Annotated photo localization data:
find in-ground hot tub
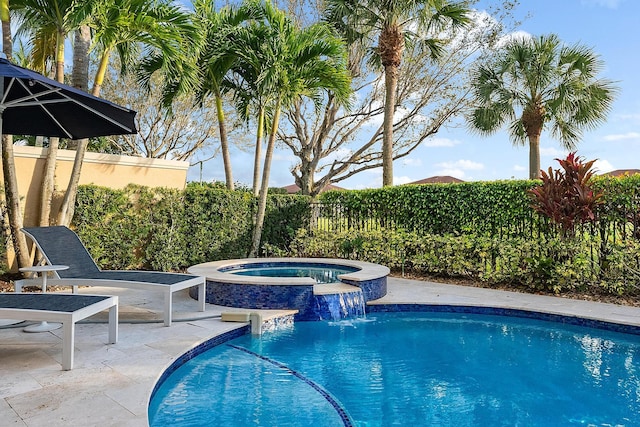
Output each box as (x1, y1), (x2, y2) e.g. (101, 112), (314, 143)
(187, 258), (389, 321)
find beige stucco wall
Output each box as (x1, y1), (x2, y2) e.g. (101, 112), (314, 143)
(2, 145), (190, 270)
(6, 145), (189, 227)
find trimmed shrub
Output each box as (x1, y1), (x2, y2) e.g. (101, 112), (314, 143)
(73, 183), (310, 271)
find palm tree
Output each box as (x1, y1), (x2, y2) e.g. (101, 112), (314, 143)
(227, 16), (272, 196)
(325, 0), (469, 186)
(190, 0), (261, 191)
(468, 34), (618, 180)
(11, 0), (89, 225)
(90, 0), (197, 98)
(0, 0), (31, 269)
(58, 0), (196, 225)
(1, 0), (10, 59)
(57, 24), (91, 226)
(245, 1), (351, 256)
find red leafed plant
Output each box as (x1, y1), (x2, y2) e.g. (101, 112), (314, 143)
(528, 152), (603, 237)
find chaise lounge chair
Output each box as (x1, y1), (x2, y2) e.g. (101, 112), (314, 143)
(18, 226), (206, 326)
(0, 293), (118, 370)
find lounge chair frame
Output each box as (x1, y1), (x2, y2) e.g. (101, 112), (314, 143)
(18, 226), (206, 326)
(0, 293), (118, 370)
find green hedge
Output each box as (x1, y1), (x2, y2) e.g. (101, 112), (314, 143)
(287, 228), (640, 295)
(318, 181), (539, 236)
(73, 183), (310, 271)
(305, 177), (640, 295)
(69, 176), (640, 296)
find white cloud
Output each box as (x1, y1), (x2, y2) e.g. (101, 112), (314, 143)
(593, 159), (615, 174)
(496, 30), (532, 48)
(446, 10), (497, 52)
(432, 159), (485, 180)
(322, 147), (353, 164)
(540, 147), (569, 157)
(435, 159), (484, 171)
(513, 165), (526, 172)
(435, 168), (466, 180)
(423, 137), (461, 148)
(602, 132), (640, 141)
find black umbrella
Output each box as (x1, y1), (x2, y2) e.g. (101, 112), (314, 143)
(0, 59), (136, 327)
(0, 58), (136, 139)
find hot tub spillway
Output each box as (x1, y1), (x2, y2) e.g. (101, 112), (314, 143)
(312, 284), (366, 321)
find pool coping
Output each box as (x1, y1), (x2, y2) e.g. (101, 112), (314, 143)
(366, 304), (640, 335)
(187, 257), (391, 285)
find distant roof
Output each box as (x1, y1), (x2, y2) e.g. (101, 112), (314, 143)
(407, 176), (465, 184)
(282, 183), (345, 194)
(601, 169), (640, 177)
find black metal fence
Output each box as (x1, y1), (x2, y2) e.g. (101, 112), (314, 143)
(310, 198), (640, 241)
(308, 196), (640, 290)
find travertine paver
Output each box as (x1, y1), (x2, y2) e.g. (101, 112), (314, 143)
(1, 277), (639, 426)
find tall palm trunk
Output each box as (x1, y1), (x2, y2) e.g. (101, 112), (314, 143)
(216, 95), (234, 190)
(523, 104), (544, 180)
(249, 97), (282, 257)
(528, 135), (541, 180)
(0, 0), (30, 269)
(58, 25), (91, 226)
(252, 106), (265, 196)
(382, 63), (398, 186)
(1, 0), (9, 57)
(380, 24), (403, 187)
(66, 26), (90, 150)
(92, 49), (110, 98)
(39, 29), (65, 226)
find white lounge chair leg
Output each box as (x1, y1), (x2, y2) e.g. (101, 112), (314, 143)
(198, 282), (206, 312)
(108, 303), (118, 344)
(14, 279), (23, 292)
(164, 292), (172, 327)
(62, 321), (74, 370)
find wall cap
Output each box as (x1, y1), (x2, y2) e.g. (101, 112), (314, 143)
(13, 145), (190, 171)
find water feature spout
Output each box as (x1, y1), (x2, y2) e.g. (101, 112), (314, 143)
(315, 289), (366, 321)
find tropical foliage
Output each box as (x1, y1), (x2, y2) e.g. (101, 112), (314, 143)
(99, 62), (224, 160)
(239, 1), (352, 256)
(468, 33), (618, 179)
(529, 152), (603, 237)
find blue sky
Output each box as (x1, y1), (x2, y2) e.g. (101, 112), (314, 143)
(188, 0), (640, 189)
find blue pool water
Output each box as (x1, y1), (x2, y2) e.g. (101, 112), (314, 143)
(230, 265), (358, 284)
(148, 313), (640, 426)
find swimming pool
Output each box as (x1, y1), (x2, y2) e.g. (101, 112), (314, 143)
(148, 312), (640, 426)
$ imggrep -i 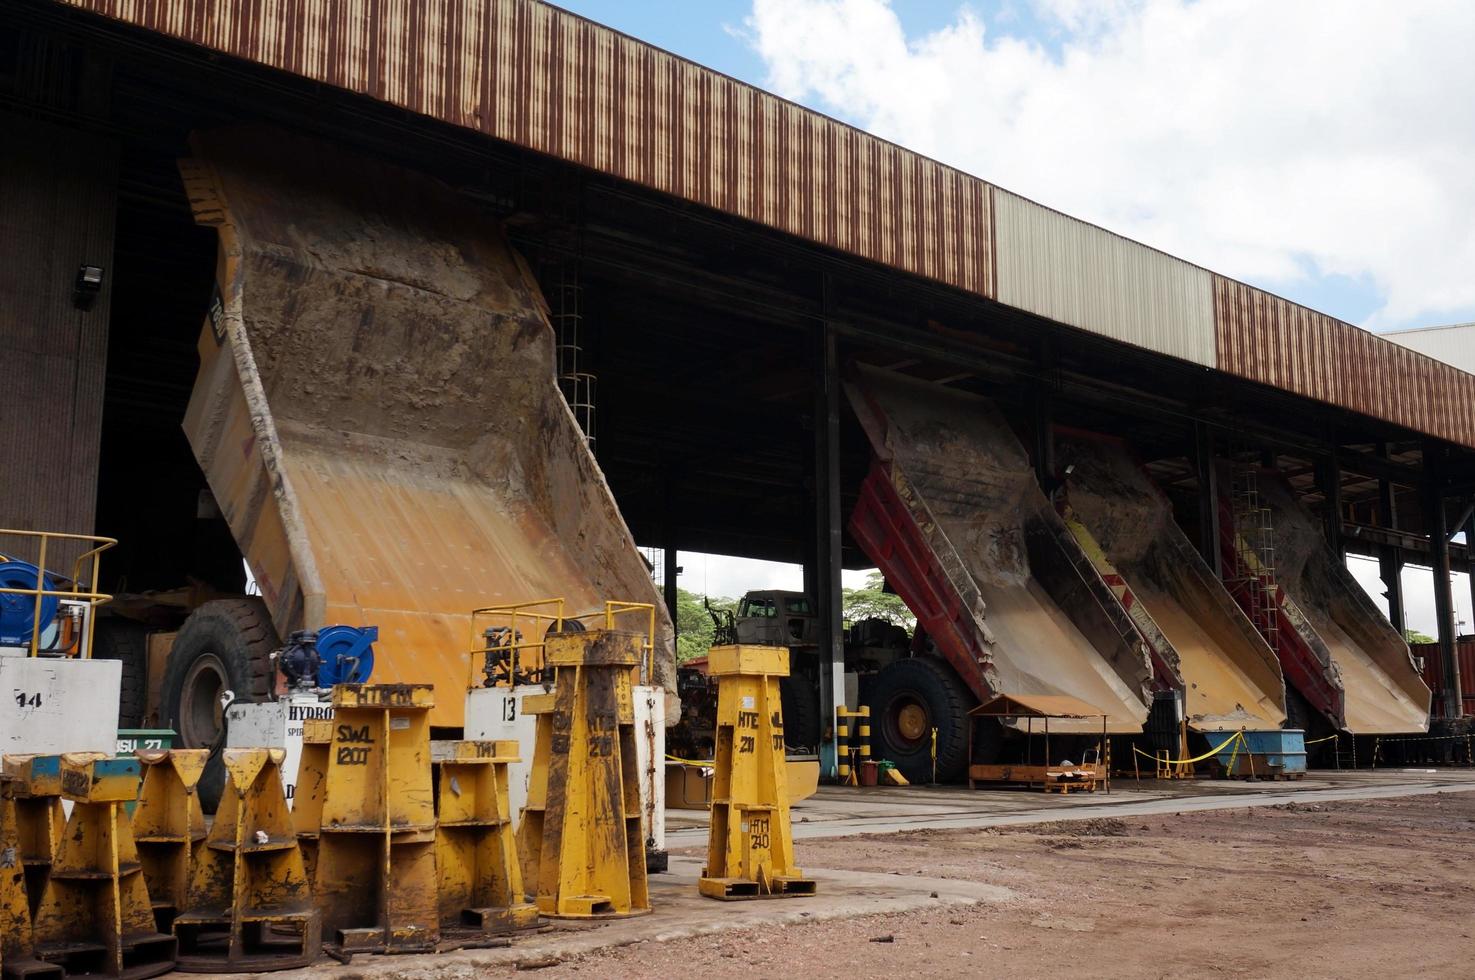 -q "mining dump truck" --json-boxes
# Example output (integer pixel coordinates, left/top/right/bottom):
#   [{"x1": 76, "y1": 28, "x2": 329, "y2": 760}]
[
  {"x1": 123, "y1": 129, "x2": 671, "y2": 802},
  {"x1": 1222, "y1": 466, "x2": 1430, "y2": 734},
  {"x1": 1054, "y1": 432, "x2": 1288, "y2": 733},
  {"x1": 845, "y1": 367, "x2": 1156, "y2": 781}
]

# [What you are asked to do]
Please copy, exactly and with nothing else, the lines above beginning at the line that has "find hot tub spillway" and ending with the line that has "find white lounge chair leg".

# [Exercise answer]
find hot tub spillway
Output each box as (x1, y1), (x2, y2) e.g. (101, 112), (314, 143)
(312, 284), (366, 321)
find pool coping
Output each box as (x1, y1), (x2, y2) e.g. (101, 112), (314, 143)
(366, 304), (640, 335)
(187, 257), (391, 285)
find distant roof
Output each box as (x1, y1), (x2, y2) e.g. (101, 112), (314, 143)
(407, 176), (465, 184)
(282, 183), (345, 194)
(601, 169), (640, 177)
find black metal fence
Output each box as (x1, y1), (x2, y2) e.g. (101, 112), (314, 143)
(310, 198), (640, 241)
(308, 196), (640, 290)
find travertine paver
Output each box as (x1, y1), (x2, y2) e.g. (101, 112), (314, 143)
(1, 277), (639, 426)
find tall palm trunk
Output each box as (x1, y1), (x2, y2) e.g. (101, 112), (314, 143)
(216, 95), (234, 190)
(523, 104), (544, 180)
(249, 97), (282, 257)
(528, 135), (541, 180)
(0, 0), (30, 269)
(58, 25), (91, 226)
(252, 106), (265, 196)
(382, 63), (398, 186)
(1, 0), (9, 57)
(380, 24), (403, 187)
(66, 26), (90, 150)
(92, 49), (110, 98)
(39, 29), (65, 226)
find white lounge chair leg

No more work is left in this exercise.